◆ TRECHO DE ORIGEM ◆
»»
JOSÉ ROBERTO CAMPOS; RODNEY VERGILI
EDITOR DE ECONOMIA

RODNEY VERGILI
O dono do sétimo maior banco privado brasileiro, o Econômico, Angelo Calmon de Sá, 56, acredita que o Plano Real tem mais chances que os outros de emplacar. O ex-ministro da Indústria e Comércio do governo Geisel não vê possibilidades da inflação ressurgir com força. O governo tem enormes reservas cambiais, fez uma fase preparatória competente e obteve um precário e razoável equilíbrio fiscal.
O banqueiro criticou a obsessão de se manter juros elevados para combater a inflação. Acha que as taxas atuais já são altas e não precisam subir mais na implantação do real. Os principais trechos da entrevista concedida à Folha:

Folha - Vai haver explosão de consumo com o real?
««
(Trechos de um conjunto de dados de anotação de localização)
»»
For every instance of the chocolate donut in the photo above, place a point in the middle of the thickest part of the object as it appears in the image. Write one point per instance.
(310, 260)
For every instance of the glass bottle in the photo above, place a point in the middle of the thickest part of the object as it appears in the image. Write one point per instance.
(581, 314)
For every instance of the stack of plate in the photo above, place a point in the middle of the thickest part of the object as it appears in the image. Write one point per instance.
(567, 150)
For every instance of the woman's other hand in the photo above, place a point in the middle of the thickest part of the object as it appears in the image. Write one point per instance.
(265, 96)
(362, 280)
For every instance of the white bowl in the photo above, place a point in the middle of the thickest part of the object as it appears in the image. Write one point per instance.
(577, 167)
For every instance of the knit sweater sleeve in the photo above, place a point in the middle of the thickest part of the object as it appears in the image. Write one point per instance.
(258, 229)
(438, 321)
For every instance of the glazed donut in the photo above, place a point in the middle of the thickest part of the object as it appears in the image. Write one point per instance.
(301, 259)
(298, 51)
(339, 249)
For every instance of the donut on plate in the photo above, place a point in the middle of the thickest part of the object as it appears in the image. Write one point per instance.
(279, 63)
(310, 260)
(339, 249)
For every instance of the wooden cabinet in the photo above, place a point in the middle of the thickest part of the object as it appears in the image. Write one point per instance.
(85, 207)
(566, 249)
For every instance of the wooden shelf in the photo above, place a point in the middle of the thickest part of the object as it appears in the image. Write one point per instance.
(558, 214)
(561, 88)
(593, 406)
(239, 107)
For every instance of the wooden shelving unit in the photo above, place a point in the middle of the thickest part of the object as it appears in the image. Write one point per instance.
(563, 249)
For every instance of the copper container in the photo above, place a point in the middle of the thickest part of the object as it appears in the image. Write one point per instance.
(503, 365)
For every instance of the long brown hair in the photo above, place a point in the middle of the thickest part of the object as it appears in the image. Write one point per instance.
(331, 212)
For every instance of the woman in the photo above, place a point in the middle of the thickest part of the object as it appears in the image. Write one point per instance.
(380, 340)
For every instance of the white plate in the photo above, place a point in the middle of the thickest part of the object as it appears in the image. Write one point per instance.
««
◆ PROBLEMA PROPOSTO ◆
Extraia, sem nenhuma alteração, a parte da entrevista sobre o Plano Real que se inicia nas palavras contendo "JOSÉ ROBERTO CAMPOS;" e se encerra em "razoável equilíbrio fiscal.". Os registros constituem um material independente do trecho.

◆ RESPOSTA COMPLETA ◆
JOSÉ ROBERTO CAMPOS; RODNEY VERGILI
EDITOR DE ECONOMIA

RODNEY VERGILI
O dono do sétimo maior banco privado brasileiro, o Econômico, Angelo Calmon de Sá, 56, acredita que o Plano Real tem mais chances que os outros de emplacar. O ex-ministro da Indústria e Comércio do governo Geisel não vê possibilidades da inflação ressurgir com força. O governo tem enormes reservas cambiais, fez uma fase preparatória competente e obteve um precário e razoável equilíbrio fiscal.